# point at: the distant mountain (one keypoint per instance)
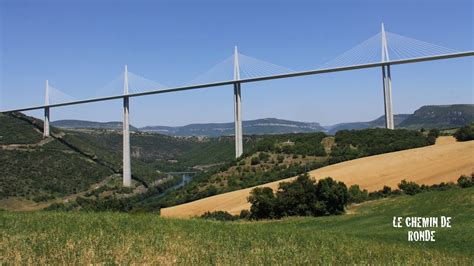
(113, 125)
(257, 127)
(379, 122)
(440, 116)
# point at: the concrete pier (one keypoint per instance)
(387, 83)
(46, 111)
(237, 108)
(127, 172)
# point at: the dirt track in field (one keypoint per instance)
(445, 161)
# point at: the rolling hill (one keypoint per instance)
(442, 162)
(71, 124)
(432, 116)
(259, 126)
(440, 116)
(365, 236)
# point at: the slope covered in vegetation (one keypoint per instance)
(366, 236)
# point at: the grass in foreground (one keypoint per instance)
(366, 237)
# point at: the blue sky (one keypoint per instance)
(80, 46)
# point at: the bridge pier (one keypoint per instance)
(387, 84)
(127, 172)
(237, 108)
(46, 111)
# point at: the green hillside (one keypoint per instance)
(440, 116)
(364, 237)
(72, 161)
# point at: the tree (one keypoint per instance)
(297, 197)
(466, 181)
(333, 194)
(464, 133)
(410, 188)
(263, 203)
(356, 195)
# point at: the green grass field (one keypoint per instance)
(364, 237)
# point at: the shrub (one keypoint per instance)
(466, 181)
(244, 215)
(410, 188)
(280, 158)
(254, 161)
(219, 216)
(302, 197)
(356, 195)
(464, 133)
(263, 202)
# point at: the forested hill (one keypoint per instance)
(259, 126)
(71, 161)
(432, 116)
(440, 116)
(113, 125)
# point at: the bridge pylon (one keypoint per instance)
(127, 172)
(237, 107)
(46, 132)
(387, 83)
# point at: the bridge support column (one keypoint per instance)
(127, 172)
(238, 121)
(46, 111)
(387, 83)
(387, 91)
(237, 108)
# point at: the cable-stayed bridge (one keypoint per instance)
(383, 50)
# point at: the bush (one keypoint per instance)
(302, 197)
(254, 161)
(244, 215)
(464, 133)
(466, 181)
(280, 158)
(410, 188)
(219, 216)
(263, 202)
(356, 195)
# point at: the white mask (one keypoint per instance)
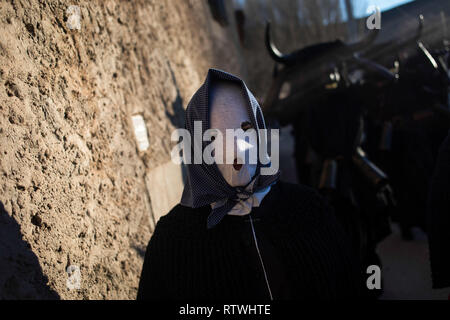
(228, 110)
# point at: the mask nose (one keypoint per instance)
(237, 166)
(245, 151)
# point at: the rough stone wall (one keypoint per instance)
(72, 187)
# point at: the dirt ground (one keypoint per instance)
(72, 187)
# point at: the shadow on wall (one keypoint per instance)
(177, 117)
(21, 276)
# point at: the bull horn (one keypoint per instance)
(368, 40)
(273, 51)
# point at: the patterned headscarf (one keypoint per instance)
(204, 182)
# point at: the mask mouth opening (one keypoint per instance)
(237, 166)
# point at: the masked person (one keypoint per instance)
(239, 233)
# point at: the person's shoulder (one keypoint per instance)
(301, 195)
(301, 202)
(180, 221)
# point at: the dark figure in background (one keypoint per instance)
(238, 234)
(439, 218)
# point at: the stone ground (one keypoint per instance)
(405, 264)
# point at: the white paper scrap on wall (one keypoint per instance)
(140, 131)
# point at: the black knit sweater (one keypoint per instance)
(304, 251)
(439, 218)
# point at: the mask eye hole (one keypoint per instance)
(246, 125)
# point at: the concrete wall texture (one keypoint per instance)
(75, 189)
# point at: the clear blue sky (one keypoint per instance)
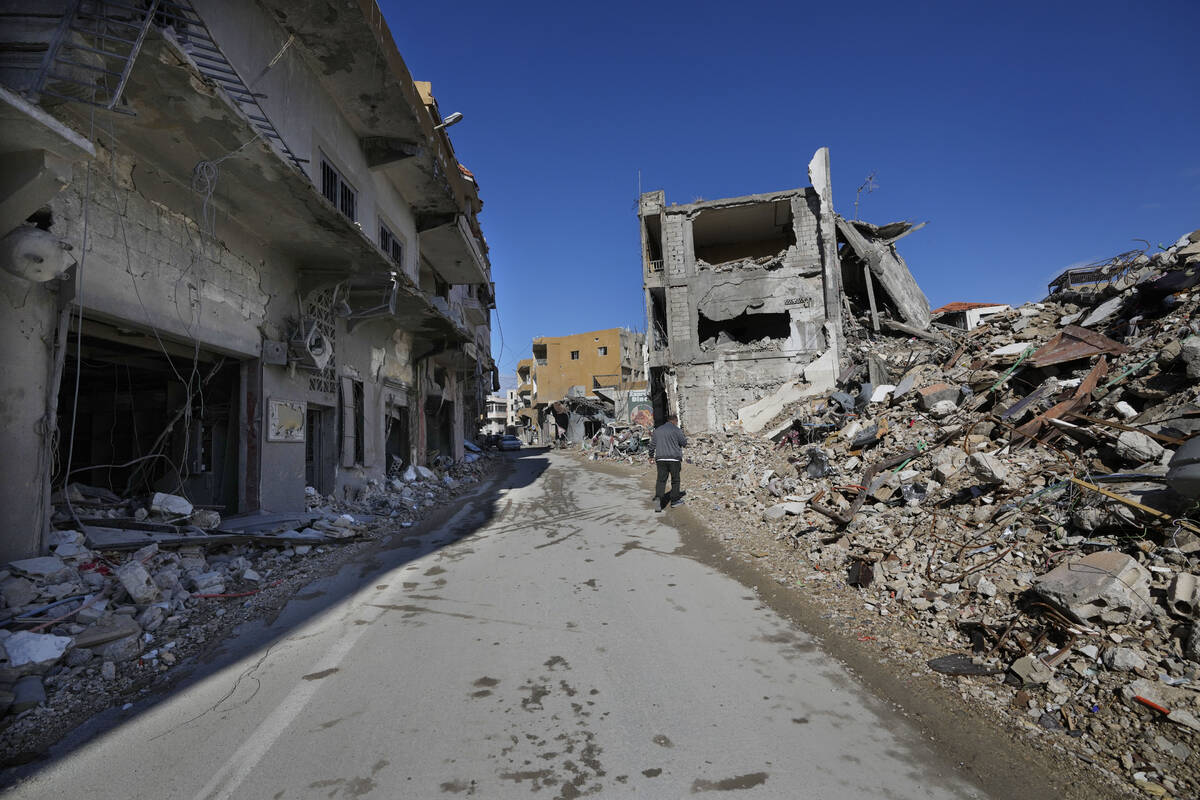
(1031, 136)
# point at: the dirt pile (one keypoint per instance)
(131, 588)
(1014, 505)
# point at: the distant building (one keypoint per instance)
(744, 295)
(967, 316)
(496, 415)
(598, 365)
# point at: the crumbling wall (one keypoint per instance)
(721, 355)
(153, 266)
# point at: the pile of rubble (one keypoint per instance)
(1015, 505)
(135, 587)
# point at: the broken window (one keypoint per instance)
(339, 191)
(353, 423)
(658, 331)
(391, 245)
(757, 232)
(743, 329)
(151, 416)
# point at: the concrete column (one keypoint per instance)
(827, 227)
(28, 320)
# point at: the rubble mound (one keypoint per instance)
(1015, 507)
(133, 587)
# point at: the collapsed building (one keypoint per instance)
(240, 258)
(744, 296)
(579, 383)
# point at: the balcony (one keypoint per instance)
(454, 252)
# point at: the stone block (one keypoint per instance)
(1135, 447)
(171, 504)
(1107, 584)
(988, 468)
(1183, 596)
(27, 649)
(137, 582)
(48, 569)
(935, 394)
(28, 693)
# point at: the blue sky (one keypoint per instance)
(1031, 136)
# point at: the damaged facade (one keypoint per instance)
(240, 258)
(744, 295)
(601, 370)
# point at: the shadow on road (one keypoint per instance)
(445, 525)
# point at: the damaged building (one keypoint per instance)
(604, 371)
(239, 254)
(744, 296)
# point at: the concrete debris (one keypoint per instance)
(137, 582)
(90, 623)
(27, 649)
(172, 505)
(1137, 447)
(1043, 521)
(28, 693)
(1109, 584)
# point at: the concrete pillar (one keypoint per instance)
(28, 320)
(827, 228)
(28, 181)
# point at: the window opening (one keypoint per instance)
(319, 308)
(339, 191)
(359, 423)
(744, 328)
(391, 245)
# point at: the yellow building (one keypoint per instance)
(593, 360)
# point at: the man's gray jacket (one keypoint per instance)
(667, 441)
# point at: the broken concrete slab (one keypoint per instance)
(1135, 447)
(171, 504)
(27, 693)
(1107, 584)
(48, 569)
(28, 649)
(1183, 596)
(937, 392)
(117, 627)
(875, 247)
(1031, 671)
(137, 582)
(988, 468)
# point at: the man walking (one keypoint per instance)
(667, 443)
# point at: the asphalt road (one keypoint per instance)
(550, 639)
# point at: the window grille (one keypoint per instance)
(319, 308)
(339, 191)
(391, 245)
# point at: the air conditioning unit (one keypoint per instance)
(310, 348)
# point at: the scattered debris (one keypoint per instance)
(1020, 499)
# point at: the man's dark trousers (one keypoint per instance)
(667, 468)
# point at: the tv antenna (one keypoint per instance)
(868, 186)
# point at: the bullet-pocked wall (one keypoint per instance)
(733, 295)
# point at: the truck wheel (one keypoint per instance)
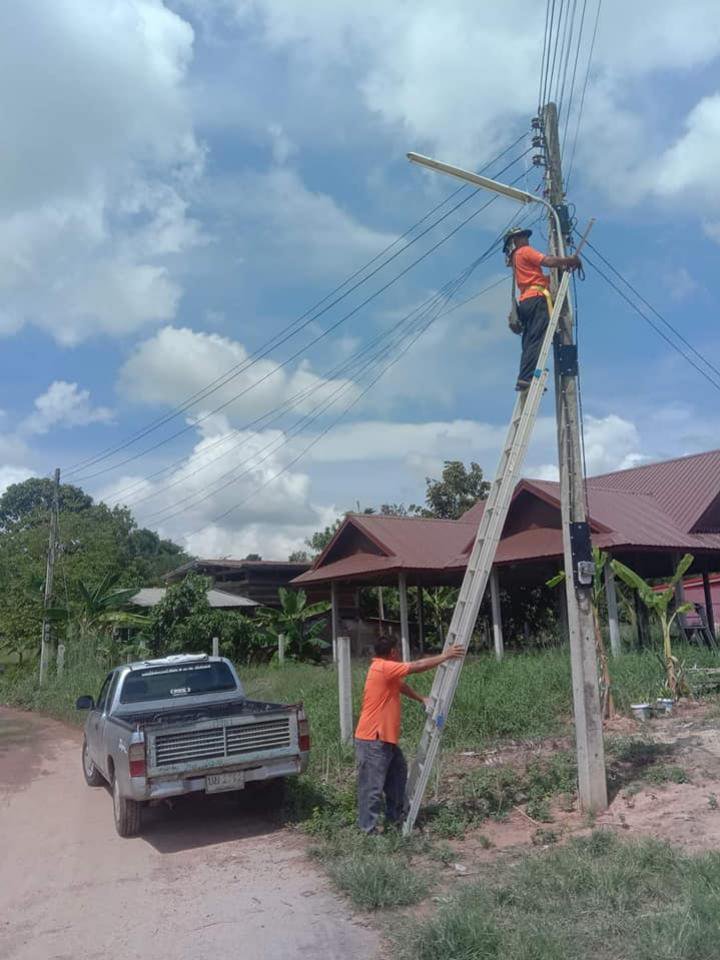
(126, 813)
(93, 777)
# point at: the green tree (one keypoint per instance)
(30, 501)
(184, 622)
(299, 556)
(303, 640)
(658, 604)
(456, 492)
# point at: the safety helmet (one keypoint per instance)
(514, 232)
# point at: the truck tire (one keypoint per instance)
(93, 777)
(126, 813)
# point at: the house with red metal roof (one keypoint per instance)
(647, 517)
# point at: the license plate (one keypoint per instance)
(218, 782)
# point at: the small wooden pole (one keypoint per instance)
(496, 614)
(613, 619)
(345, 689)
(404, 621)
(708, 602)
(46, 642)
(335, 616)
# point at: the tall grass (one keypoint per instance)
(597, 897)
(527, 695)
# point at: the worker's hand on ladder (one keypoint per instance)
(454, 652)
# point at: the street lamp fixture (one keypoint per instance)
(504, 189)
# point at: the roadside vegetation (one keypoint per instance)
(599, 897)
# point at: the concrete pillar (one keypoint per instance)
(345, 689)
(708, 604)
(613, 619)
(404, 622)
(334, 616)
(679, 596)
(496, 614)
(421, 622)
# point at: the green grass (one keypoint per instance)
(375, 881)
(598, 897)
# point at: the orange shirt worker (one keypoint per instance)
(380, 761)
(533, 285)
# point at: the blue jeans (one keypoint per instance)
(381, 770)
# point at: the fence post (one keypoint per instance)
(345, 689)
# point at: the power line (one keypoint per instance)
(317, 439)
(651, 323)
(323, 407)
(442, 297)
(568, 112)
(582, 99)
(299, 323)
(281, 364)
(650, 307)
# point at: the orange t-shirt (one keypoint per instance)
(380, 711)
(526, 264)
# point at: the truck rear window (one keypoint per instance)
(177, 681)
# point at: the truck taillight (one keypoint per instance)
(136, 758)
(303, 731)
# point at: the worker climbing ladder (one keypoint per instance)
(480, 564)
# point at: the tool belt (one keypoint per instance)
(514, 321)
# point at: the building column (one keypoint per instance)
(708, 602)
(679, 597)
(613, 619)
(404, 622)
(335, 616)
(421, 621)
(496, 613)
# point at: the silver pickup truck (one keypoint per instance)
(162, 728)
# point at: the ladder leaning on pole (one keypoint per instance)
(480, 564)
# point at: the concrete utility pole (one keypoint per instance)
(577, 546)
(45, 647)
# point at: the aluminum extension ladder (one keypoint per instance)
(480, 564)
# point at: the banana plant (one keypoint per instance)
(600, 559)
(658, 604)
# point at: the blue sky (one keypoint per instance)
(184, 179)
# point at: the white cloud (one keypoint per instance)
(96, 205)
(176, 363)
(9, 474)
(63, 405)
(267, 503)
(289, 229)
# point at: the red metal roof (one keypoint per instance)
(651, 507)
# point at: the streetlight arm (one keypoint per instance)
(504, 189)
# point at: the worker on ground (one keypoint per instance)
(381, 764)
(532, 314)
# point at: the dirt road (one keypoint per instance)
(204, 881)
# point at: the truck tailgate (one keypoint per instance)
(207, 744)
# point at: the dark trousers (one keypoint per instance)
(381, 770)
(534, 317)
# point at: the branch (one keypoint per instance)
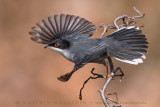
(102, 92)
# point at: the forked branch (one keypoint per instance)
(127, 21)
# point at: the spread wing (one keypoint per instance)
(62, 25)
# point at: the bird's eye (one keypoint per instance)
(56, 44)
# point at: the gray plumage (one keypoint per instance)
(70, 36)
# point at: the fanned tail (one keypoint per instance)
(128, 45)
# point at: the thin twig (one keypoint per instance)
(103, 91)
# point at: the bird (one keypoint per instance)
(70, 36)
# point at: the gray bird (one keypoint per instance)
(70, 35)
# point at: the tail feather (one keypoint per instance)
(128, 45)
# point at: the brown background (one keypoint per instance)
(28, 72)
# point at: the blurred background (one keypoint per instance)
(28, 72)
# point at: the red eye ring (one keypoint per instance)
(56, 44)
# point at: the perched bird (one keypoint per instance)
(70, 35)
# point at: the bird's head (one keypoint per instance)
(58, 45)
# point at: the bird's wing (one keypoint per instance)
--- --- ---
■ **STATED GOAL**
Everything from the line containing "# point at: the forked" to the end of the records must be written out exactly; include both of those lines and no others.

■ **EXPECTED OUTPUT**
# point at: the forked branch (one keypoint per instance)
(127, 21)
# point at: the spread wing (one keypoint per instance)
(62, 25)
# point at: the bird's eye (one keypoint per instance)
(56, 44)
# point at: the gray plumage (one keypoint per instance)
(70, 36)
# point at: the fanned tail (one keypoint per instance)
(128, 45)
# point at: the thin twig (one keypoint per instance)
(103, 91)
# point at: the bird (one keypoint per instance)
(70, 36)
# point at: the gray bird (one keypoint per instance)
(70, 35)
# point at: the tail feather (one keypoint per instance)
(128, 45)
# point at: the brown background (one keypoint per instance)
(28, 72)
# point at: the blurred background (one keypoint per instance)
(28, 72)
# point at: the red eye ring (one keypoint per instance)
(56, 44)
# point at: the perched bird (one keypoint per instance)
(70, 35)
# point at: the bird's head (one keypoint per instance)
(58, 45)
# point at: the bird's wing (one keypoint per instance)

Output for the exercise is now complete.